--- Your instructions ---
Reproduce only the span running from the line containing "Double-check task: an earlier pass labeled this image for right" down to the line containing "[147,53,195,106]", switching "braided cord" to "woven cord" and leaving everything else unchanged.

--- Dataset records ---

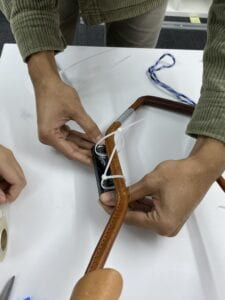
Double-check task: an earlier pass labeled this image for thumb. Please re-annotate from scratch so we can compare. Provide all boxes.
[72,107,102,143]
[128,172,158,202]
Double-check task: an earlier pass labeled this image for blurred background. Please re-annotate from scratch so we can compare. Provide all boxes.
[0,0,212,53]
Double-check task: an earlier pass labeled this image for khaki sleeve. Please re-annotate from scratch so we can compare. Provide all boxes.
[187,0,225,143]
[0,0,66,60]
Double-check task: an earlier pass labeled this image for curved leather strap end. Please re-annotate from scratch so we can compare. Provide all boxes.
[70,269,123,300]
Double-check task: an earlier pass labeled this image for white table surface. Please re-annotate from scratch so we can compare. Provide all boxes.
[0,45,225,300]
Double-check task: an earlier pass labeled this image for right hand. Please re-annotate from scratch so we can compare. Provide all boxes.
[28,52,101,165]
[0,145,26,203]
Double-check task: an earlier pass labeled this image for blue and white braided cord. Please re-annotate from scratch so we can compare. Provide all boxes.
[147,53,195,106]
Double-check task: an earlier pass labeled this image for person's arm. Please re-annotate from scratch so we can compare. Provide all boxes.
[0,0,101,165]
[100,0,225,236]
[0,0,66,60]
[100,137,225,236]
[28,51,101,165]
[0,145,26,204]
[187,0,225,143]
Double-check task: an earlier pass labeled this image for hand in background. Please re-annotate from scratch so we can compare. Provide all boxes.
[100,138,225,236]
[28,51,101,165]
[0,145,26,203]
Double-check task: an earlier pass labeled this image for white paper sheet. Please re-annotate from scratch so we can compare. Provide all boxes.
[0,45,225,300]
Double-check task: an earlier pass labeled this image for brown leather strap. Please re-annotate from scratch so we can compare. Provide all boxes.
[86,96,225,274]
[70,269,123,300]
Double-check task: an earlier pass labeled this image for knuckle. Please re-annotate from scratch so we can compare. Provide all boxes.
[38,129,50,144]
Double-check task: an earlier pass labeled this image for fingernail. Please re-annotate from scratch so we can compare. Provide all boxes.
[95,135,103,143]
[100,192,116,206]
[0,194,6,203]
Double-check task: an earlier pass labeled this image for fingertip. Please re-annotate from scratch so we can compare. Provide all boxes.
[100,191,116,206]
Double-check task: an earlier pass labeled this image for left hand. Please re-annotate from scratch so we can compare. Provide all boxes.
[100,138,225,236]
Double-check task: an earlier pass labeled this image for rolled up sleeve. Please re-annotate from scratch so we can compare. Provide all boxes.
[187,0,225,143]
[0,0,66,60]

* * *

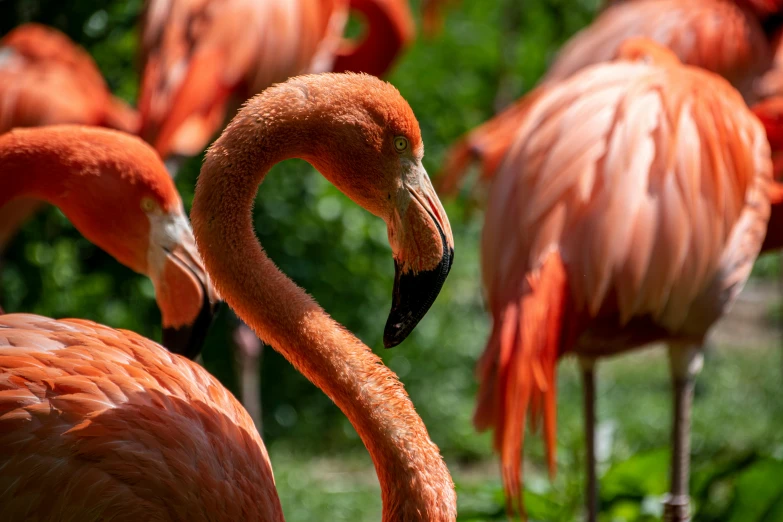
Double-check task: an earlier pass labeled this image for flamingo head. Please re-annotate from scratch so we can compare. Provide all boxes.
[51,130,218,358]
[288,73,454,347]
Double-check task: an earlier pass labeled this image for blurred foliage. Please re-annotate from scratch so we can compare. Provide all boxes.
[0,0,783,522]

--

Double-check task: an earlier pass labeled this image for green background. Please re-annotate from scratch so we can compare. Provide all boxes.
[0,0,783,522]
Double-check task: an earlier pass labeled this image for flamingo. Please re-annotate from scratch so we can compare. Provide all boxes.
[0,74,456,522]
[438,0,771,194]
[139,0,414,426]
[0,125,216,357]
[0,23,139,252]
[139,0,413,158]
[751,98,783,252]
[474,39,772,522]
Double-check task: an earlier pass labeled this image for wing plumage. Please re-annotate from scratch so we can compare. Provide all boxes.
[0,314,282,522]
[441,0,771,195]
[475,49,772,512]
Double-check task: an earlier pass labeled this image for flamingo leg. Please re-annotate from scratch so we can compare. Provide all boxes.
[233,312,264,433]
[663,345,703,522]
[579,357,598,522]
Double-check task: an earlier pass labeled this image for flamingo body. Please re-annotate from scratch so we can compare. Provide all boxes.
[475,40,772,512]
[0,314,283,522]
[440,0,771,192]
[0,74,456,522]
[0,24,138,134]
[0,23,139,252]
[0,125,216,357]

--- Reply to the task ---
Double-check task: an earlier pass labeled this image for right hand. Please re-annotate from scratch so we can compare. Provide all boxes.
[28,52,101,165]
[0,145,26,203]
Double-check task: an earlier pass labeled this image for blue and white woven cord. Please re-annotate from scratch so we can compare. Provide all boxes.
[147,53,195,106]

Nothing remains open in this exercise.